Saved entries
------------------------------------

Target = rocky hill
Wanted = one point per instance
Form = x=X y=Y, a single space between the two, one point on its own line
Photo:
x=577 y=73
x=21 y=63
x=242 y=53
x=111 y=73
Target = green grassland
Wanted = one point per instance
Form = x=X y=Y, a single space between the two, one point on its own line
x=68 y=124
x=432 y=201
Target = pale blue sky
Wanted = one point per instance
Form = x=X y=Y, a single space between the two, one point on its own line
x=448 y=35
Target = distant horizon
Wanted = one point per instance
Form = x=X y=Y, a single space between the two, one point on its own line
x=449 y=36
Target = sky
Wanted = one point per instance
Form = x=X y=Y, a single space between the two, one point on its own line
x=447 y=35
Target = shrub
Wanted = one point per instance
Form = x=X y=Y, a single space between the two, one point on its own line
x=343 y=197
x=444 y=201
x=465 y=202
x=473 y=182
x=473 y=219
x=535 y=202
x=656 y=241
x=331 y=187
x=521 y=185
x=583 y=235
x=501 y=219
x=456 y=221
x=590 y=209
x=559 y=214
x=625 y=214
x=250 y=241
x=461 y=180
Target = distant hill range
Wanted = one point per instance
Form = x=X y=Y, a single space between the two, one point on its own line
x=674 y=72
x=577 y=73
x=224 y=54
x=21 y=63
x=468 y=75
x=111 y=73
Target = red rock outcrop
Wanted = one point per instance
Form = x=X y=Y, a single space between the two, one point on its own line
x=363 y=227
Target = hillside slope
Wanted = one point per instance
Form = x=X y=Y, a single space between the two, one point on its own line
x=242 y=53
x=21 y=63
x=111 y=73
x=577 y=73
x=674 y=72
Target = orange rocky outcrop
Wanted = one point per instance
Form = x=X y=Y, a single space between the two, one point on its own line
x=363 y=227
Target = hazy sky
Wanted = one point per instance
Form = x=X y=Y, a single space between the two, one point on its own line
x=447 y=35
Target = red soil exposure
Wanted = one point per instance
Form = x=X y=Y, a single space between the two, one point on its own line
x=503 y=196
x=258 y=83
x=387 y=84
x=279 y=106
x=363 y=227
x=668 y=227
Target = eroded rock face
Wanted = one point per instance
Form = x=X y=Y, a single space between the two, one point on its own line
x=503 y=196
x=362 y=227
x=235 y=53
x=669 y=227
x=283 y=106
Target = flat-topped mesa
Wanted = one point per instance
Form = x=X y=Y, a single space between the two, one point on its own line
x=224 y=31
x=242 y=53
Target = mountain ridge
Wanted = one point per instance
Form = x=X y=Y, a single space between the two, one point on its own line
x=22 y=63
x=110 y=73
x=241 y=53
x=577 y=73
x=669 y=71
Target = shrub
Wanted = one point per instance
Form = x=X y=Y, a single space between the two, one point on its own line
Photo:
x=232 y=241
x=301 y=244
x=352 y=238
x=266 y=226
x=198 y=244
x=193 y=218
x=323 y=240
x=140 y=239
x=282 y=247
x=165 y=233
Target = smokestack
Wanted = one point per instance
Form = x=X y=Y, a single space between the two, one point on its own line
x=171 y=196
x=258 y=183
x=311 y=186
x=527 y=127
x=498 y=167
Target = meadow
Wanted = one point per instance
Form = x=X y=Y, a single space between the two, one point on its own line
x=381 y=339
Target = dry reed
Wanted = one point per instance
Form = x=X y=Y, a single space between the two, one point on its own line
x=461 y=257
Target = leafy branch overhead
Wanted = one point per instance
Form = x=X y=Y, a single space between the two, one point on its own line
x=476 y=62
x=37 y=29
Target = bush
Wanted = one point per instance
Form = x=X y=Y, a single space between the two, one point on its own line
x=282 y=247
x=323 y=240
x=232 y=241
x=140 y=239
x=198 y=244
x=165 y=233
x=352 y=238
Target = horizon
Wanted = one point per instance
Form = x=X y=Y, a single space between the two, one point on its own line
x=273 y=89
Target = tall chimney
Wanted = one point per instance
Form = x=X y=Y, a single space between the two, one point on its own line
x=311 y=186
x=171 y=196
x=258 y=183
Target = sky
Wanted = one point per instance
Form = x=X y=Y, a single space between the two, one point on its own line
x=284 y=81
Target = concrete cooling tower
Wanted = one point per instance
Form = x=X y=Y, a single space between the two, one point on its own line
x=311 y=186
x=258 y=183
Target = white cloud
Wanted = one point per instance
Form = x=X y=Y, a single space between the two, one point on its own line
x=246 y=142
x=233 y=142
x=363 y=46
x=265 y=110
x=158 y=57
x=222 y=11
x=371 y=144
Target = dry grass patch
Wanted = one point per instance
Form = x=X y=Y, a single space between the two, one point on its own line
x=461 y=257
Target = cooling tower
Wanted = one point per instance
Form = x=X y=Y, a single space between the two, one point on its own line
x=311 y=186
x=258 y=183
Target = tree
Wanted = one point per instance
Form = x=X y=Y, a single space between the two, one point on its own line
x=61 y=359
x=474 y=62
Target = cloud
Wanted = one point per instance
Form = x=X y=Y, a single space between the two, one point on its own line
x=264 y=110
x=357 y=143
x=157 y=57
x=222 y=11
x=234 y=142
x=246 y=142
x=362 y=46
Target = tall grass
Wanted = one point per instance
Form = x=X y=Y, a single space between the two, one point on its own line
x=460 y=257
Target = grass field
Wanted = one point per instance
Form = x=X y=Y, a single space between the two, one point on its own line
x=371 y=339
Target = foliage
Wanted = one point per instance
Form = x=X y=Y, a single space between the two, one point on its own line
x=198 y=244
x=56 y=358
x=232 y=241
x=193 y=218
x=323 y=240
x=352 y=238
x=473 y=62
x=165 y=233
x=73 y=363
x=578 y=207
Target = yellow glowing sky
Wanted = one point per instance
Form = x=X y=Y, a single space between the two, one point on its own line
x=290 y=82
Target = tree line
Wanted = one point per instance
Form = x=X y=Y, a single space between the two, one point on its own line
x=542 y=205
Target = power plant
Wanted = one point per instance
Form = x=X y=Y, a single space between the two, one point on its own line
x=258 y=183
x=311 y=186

------------------------------------

> _WHAT IS BEING ASKED_:
What belongs in the answer is each line of the data that has the word "tower".

> _ANSWER BOX_:
Target = concrete cooling tower
Target = cooling tower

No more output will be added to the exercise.